# INPUT MATERIAL
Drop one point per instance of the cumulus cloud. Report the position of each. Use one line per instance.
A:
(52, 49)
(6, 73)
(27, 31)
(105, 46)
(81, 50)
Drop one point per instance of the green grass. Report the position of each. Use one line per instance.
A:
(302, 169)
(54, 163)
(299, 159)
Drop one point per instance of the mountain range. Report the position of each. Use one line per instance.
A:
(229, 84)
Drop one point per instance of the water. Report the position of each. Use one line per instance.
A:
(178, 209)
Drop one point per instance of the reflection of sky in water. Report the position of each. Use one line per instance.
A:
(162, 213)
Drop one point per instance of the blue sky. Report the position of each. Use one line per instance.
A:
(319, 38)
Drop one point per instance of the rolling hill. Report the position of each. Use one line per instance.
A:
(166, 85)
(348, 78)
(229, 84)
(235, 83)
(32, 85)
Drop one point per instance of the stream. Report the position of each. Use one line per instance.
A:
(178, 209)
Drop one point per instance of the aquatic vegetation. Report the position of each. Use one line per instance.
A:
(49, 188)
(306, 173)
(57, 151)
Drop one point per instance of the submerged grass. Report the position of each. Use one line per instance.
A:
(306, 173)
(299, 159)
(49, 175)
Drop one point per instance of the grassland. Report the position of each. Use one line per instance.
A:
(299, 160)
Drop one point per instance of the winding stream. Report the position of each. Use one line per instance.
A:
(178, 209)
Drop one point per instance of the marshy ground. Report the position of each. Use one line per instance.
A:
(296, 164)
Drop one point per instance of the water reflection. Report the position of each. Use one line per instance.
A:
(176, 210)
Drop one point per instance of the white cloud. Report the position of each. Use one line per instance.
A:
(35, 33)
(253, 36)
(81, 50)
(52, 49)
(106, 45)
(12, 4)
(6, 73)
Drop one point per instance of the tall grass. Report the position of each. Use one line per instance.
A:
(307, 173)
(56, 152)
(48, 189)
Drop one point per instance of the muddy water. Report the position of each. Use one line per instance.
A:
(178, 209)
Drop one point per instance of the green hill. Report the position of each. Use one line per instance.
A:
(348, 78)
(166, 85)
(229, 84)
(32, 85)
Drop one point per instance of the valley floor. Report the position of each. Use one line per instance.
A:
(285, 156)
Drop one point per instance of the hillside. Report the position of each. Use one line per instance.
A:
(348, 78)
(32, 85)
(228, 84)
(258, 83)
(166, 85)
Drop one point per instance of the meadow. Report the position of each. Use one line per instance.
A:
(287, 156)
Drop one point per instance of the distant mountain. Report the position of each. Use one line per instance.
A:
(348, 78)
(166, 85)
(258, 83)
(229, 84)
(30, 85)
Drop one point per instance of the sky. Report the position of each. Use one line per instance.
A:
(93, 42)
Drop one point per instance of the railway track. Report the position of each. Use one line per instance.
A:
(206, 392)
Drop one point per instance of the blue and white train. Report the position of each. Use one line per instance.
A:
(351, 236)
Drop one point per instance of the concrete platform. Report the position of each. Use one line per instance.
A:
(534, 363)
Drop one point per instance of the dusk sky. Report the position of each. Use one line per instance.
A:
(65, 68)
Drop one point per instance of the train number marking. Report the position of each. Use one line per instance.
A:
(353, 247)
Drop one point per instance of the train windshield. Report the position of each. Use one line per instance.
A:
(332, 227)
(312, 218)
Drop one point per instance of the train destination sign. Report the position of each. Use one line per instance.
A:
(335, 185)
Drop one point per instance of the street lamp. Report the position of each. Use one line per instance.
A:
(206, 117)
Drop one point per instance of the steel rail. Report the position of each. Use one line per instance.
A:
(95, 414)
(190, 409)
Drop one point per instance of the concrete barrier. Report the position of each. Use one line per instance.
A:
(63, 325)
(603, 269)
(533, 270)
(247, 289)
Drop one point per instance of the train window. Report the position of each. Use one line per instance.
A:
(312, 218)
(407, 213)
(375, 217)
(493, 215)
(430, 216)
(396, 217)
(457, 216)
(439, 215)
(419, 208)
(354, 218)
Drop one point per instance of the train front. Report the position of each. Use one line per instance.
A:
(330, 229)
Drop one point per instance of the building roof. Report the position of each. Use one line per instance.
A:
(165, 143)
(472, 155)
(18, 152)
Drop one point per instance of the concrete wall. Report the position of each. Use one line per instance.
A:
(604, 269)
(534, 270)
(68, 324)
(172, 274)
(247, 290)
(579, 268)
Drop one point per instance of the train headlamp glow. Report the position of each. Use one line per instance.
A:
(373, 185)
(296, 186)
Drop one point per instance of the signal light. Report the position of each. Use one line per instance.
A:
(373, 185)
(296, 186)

# WHAT IS EXPECTED
An exact copy of every entry is what's needed, so retype them all.

# SOLVED EXERCISE
Drop one point per instance of the cumulus cloud. Report the position of each. Use one line per instance.
A:
(52, 49)
(6, 73)
(27, 31)
(105, 46)
(81, 50)
Drop one point per instance of the green grass. Report the position of each. Use one line per instance.
A:
(302, 169)
(54, 163)
(299, 159)
Drop one point per instance of the mountain range. Report the position of each. Use one line per instance.
A:
(229, 84)
Drop one point per instance of the water. Report the position of each. Use one line per instance.
A:
(178, 209)
Drop one point per instance of the reflection of sky in water. Report the position of each. Use one line per instance.
A:
(162, 213)
Drop one point per instance of the blue sky. Report the position of each. Use one line per instance.
A:
(319, 38)
Drop one point per instance of the rolling hill. Report the position of each. Use one line per instance.
A:
(166, 85)
(348, 78)
(229, 84)
(235, 83)
(32, 85)
Drop one point per instance of the stream. Report the position of each. Use one line per instance.
A:
(178, 209)
Drop one point per instance of the aquatic vegetation. Report the position of each. Use one line per instance.
A:
(49, 188)
(306, 173)
(57, 151)
Drop one point per instance of the submerged grass. Report the position of each. Use one line per instance.
A:
(306, 173)
(299, 159)
(49, 175)
Drop one point per instance of the grassland. Report the position of each. Use one line per instance.
A:
(299, 160)
Drop one point per instance of the winding stream. Report the position of each. Use one line per instance.
A:
(178, 209)
Drop one point per instance of the marshy ground. Report the position of each. Use one line per instance.
A:
(296, 164)
Drop one point per instance of the water reflection. Report the position of each. Use one line per instance.
A:
(176, 210)
Drop one point per instance of the white cloud. Report the position of each. Use one line per instance.
A:
(35, 33)
(253, 36)
(81, 50)
(52, 49)
(106, 45)
(12, 4)
(6, 73)
Drop one point per instance of the tall grass. Report the position of each. Use one line per instance.
A:
(307, 173)
(56, 152)
(48, 189)
Drop one point per instance of the muddy water. Report the position of each. Use one line per instance.
A:
(178, 209)
Drop one point per instance of the green hill. Report the position of each. Use one line per instance.
A:
(348, 78)
(166, 85)
(229, 84)
(32, 85)
Drop one point per instance of the valley floor. Report the position of each. Use one line per instance.
A:
(285, 156)
Drop one point per instance of the hillside. Report the position of each. Use one line per instance.
A:
(348, 78)
(32, 85)
(228, 84)
(258, 83)
(166, 85)
Drop one point per instance of the meadow. Report the position of each. Use one line per instance.
A:
(287, 156)
Drop one point per instance of the distant mountain. Report the position of each. Use one line per instance.
A:
(348, 78)
(166, 85)
(258, 83)
(229, 84)
(30, 85)
Drop one point per instance of the sky. Report the position of each. Use one line per instance.
A:
(93, 42)
Drop one point per instance of the railway track. Report the position of each. Use one line per instance.
A:
(206, 392)
Drop one point per instance of the blue and white train. Report the position of each. Use one line per instance.
A:
(351, 236)
Drop one point per instance of the concrete platform. Report the position of each. Use one line per instance.
A:
(534, 363)
Drop one point per instance of the dusk sky. Report the position of each. Use one line per instance.
A:
(65, 68)
Drop one point per instance of the train number marking. Report the position of each. Use one line per instance.
A:
(353, 247)
Drop one point per instance of the train windshield. Report the position of each. Use one line per instance.
A:
(332, 227)
(312, 218)
Drop one point per instance of the train destination sign. Report the position of each. Use one line per instance.
A:
(335, 185)
Drop one point per instance of the street lamp. Report the position of each. Use one line per instance.
A:
(206, 117)
Drop one point per instance of the steel rail. Report the position of each. Use one line per instance.
A:
(95, 414)
(190, 409)
Drop one point per instance of the concrete barrier. Report the position of each. Use one line per instance.
A:
(63, 325)
(603, 269)
(533, 270)
(247, 289)
Drop one point per instance of the train window. Report the position of each. Use one line per instance.
A:
(312, 218)
(407, 213)
(375, 217)
(493, 215)
(430, 216)
(396, 217)
(457, 216)
(439, 215)
(419, 208)
(354, 218)
Drop one point per instance of the train front. Report the position of each. Use one line per instance.
A:
(330, 229)
Drop one point per instance of the building roof. Report the position of each. Use one line per instance.
A:
(165, 143)
(472, 155)
(18, 152)
Drop one point per instance of the concrete wall. Report the position of each. Use one line per instance.
A:
(604, 269)
(534, 270)
(68, 324)
(172, 274)
(247, 290)
(579, 268)
Drop one point per instance of the train headlamp glow. Report the position of each. Use one line per instance.
A:
(373, 185)
(296, 186)
Drop one point per instance of the signal light. Report the position of each. Use one line per instance.
A:
(373, 185)
(296, 186)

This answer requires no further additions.